WHAT TO DO: Would you return every line of the listing below that has "Mark" in it?

ENTRIES SHOWN:
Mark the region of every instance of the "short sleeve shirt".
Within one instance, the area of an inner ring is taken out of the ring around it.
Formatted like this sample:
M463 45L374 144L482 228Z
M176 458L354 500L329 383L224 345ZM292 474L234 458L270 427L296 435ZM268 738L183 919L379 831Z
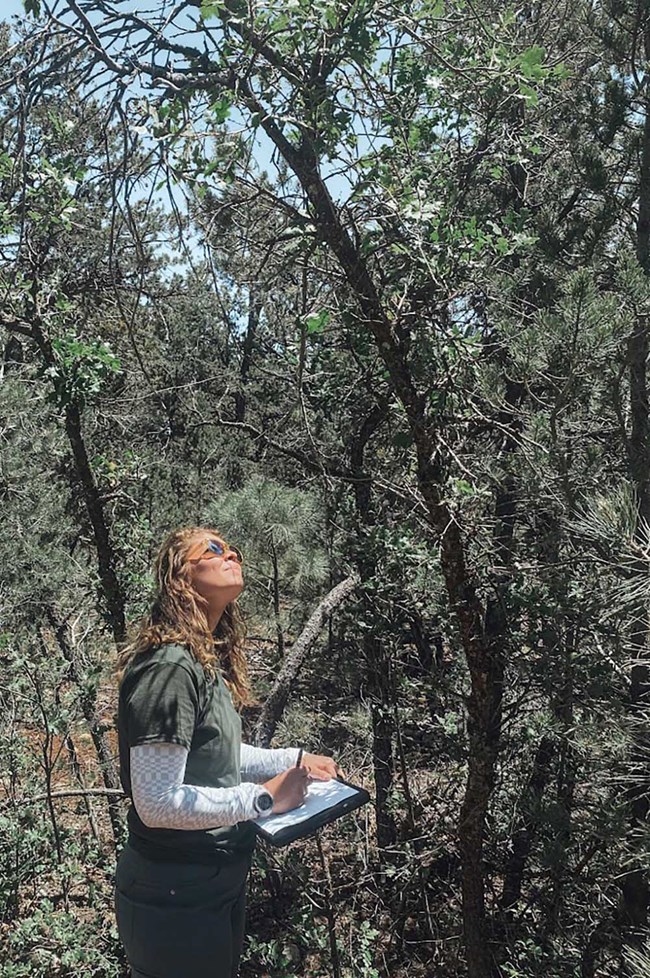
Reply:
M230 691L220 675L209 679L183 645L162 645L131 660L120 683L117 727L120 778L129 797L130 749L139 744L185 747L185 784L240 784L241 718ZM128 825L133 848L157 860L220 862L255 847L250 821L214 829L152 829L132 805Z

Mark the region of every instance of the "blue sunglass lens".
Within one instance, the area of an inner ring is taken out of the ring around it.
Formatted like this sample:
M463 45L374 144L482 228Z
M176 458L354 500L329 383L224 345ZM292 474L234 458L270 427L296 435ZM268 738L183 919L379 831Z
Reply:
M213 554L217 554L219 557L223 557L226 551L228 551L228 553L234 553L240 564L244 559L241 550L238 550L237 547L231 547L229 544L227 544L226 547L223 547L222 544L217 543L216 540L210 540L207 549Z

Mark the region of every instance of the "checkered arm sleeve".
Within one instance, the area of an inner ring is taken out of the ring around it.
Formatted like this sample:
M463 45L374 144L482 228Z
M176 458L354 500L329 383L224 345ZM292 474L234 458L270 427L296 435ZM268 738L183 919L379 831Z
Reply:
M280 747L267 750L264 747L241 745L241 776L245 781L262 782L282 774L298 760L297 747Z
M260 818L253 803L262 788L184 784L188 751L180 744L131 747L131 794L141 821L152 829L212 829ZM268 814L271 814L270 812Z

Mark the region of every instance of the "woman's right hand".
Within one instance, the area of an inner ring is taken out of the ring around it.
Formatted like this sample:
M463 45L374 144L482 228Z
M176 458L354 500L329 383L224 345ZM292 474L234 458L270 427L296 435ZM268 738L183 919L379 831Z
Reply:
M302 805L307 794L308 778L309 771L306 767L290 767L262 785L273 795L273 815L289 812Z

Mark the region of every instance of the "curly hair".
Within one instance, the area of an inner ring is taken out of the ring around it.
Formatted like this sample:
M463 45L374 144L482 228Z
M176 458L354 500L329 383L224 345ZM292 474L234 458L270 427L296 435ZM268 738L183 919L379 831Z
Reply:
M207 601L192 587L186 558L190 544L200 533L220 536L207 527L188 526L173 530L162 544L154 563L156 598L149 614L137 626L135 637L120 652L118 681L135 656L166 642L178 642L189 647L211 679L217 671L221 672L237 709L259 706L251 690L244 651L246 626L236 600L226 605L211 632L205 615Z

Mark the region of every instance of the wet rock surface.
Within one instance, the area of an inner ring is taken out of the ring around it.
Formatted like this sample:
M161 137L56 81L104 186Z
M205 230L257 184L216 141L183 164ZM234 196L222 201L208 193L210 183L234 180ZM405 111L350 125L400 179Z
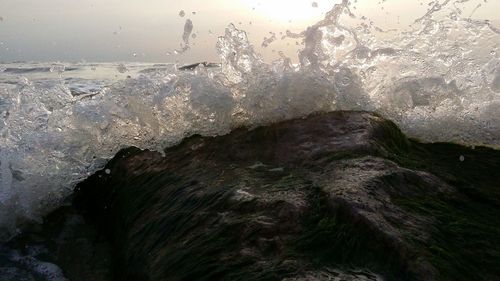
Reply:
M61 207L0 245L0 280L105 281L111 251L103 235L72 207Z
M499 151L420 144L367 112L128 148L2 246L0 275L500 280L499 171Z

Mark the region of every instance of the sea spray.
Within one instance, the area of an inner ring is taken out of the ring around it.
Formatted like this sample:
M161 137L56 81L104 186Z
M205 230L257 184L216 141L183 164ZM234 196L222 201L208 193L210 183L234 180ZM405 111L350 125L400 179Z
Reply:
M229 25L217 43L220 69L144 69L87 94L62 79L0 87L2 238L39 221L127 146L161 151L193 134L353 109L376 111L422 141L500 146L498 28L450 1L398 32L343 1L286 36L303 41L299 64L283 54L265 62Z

...

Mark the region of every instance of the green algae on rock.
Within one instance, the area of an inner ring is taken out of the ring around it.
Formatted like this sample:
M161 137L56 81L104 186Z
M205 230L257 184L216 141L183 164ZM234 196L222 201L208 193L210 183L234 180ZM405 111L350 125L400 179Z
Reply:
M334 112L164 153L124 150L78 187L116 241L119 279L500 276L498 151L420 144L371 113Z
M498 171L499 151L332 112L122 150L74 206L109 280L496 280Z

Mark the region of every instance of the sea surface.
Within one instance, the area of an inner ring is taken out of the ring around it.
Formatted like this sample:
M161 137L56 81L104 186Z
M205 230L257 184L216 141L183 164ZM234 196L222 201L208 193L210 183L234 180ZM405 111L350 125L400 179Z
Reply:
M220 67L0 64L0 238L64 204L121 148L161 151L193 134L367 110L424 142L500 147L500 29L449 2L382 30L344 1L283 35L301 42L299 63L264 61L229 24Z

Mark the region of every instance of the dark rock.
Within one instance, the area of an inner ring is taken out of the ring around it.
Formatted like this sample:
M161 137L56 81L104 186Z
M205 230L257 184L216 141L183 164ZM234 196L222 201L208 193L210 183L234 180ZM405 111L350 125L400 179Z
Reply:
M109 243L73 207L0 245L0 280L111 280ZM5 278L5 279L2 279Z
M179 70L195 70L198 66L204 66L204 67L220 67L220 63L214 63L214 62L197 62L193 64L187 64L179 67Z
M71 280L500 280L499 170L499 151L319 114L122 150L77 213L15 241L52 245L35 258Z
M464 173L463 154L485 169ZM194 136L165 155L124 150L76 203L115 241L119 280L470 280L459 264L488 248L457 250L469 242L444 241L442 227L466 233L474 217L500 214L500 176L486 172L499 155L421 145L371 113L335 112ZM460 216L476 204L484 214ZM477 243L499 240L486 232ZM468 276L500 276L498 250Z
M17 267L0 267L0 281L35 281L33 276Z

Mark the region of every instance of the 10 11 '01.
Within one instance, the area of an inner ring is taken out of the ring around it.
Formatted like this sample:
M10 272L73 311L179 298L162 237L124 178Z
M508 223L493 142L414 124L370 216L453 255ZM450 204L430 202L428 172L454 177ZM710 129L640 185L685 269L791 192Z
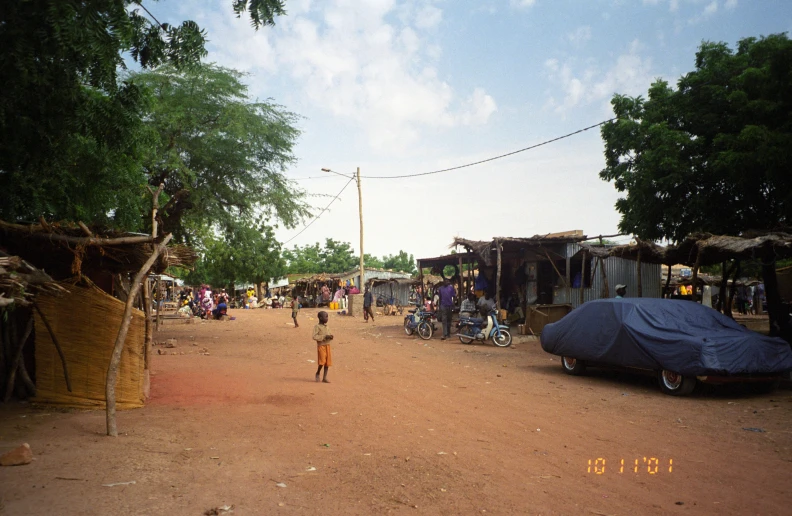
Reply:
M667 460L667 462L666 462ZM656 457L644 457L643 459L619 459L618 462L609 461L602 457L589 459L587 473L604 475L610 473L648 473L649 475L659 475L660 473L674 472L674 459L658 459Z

EXERCISE RESPONSE:
Mark the region of every instance of the "short sleeve shirt".
Mark the region of every instance of the "blue sunglass lens".
Mark the region of every instance of the "checkered arm sleeve".
Mark the region of every instance of the "woman's right hand".
Mark the region of every instance of the "curly hair".
Mark the region of every instance of the wet rock surface.
Mark the region of every instance of the sea spray.
Mark the region of every instance of the green algae on rock.
Mark the region of every instance of the sea surface.
Mark the region of every instance of the dark rock.
Mark the region of every instance of the 10 11 '01.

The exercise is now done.